== Dataset records ==

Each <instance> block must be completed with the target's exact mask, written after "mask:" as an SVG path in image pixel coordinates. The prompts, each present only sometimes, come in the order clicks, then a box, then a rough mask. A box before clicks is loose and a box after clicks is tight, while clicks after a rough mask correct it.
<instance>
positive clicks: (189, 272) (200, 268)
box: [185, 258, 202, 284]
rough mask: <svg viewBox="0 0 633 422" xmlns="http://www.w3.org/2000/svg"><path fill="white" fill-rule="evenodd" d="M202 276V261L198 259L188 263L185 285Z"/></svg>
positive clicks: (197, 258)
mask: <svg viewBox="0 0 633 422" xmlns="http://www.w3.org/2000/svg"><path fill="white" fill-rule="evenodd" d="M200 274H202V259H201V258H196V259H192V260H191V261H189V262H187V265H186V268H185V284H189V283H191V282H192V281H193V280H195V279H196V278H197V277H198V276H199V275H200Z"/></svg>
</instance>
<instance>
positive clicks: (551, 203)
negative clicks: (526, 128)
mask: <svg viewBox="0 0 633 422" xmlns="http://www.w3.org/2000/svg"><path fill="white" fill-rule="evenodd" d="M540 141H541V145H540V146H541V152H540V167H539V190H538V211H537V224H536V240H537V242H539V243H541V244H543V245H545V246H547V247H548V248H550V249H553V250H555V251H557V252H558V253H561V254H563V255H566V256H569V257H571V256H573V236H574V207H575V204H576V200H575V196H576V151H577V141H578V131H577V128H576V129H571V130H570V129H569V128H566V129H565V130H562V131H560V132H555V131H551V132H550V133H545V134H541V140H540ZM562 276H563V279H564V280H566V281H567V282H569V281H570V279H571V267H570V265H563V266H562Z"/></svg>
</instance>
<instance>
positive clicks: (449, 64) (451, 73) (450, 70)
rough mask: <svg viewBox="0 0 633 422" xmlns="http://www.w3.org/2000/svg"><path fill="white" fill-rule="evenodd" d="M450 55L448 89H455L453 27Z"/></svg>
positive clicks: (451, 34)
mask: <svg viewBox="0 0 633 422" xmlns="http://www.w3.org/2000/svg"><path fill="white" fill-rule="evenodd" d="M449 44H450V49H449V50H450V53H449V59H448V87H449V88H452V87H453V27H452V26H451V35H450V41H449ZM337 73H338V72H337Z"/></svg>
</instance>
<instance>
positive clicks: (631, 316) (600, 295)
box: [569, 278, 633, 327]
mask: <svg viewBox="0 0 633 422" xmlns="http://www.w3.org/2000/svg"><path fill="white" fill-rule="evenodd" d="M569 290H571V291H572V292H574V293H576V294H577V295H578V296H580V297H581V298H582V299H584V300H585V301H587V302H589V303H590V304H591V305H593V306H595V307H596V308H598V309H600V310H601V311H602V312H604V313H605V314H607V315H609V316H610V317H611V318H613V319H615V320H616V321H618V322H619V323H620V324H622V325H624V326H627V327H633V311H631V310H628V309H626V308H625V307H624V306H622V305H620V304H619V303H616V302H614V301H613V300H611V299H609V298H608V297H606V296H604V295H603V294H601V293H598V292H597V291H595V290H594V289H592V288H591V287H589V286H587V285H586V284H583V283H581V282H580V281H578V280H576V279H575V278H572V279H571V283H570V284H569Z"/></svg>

===

**Work instruction**. In full and without error, transcribe the listing.

**Answer below**.
Each <instance> block must be completed with the target's exact mask, written after "mask:" as an SVG path in image pixel coordinates. The prompts, each present only sometimes, come in the order clicks, then a box, then a rough mask. A box before clicks is loose and a box after clicks is tight, while clicks after a rough mask correct it.
<instance>
positive clicks: (189, 272) (200, 268)
box: [185, 258, 202, 284]
rough mask: <svg viewBox="0 0 633 422" xmlns="http://www.w3.org/2000/svg"><path fill="white" fill-rule="evenodd" d="M202 276V261L198 259L188 263L185 285Z"/></svg>
positive clicks: (197, 258)
mask: <svg viewBox="0 0 633 422" xmlns="http://www.w3.org/2000/svg"><path fill="white" fill-rule="evenodd" d="M200 274H202V259H201V258H196V259H192V260H191V261H189V262H187V265H186V268H185V284H189V283H191V282H192V281H193V280H195V279H196V278H197V277H198V276H199V275H200Z"/></svg>
</instance>
<instance>
positive clicks: (551, 203)
negative clicks: (526, 128)
mask: <svg viewBox="0 0 633 422" xmlns="http://www.w3.org/2000/svg"><path fill="white" fill-rule="evenodd" d="M540 141H541V145H540V146H541V152H540V167H539V190H538V211H537V224H536V240H537V242H539V243H541V244H543V245H545V246H547V247H548V248H550V249H553V250H555V251H557V252H558V253H561V254H563V255H566V256H569V257H571V256H573V236H574V207H575V204H576V200H575V196H576V151H577V141H578V131H577V128H576V129H571V130H570V129H569V128H566V129H565V130H562V131H560V132H555V131H551V132H550V133H545V134H541V140H540ZM562 276H563V279H564V280H566V281H567V282H569V281H570V279H571V267H570V265H563V266H562Z"/></svg>
</instance>
<instance>
positive clicks: (449, 64) (451, 73) (450, 70)
rough mask: <svg viewBox="0 0 633 422" xmlns="http://www.w3.org/2000/svg"><path fill="white" fill-rule="evenodd" d="M450 55L448 89H455L453 27Z"/></svg>
positive clicks: (451, 34)
mask: <svg viewBox="0 0 633 422" xmlns="http://www.w3.org/2000/svg"><path fill="white" fill-rule="evenodd" d="M449 44H450V49H449V50H450V53H449V59H448V87H449V88H452V87H453V27H452V26H451V35H450V41H449ZM337 73H338V72H337Z"/></svg>
</instance>
<instance>
positive clicks: (631, 316) (600, 295)
box: [569, 278, 633, 327]
mask: <svg viewBox="0 0 633 422" xmlns="http://www.w3.org/2000/svg"><path fill="white" fill-rule="evenodd" d="M569 290H571V291H572V292H574V293H576V294H577V295H578V296H580V297H581V298H582V299H584V300H585V301H587V302H589V303H590V304H591V305H593V306H595V307H596V308H598V309H600V310H601V311H602V312H604V313H605V314H607V315H609V316H610V317H611V318H613V319H615V320H616V321H618V322H619V323H620V324H622V325H624V326H627V327H633V311H631V310H628V309H626V308H625V307H624V306H622V305H620V304H619V303H616V302H614V301H613V300H611V299H609V298H608V297H606V296H604V295H603V294H601V293H598V292H597V291H595V290H594V289H592V288H591V287H589V286H587V285H586V284H583V283H581V282H580V281H578V280H576V279H575V278H572V279H571V283H570V284H569Z"/></svg>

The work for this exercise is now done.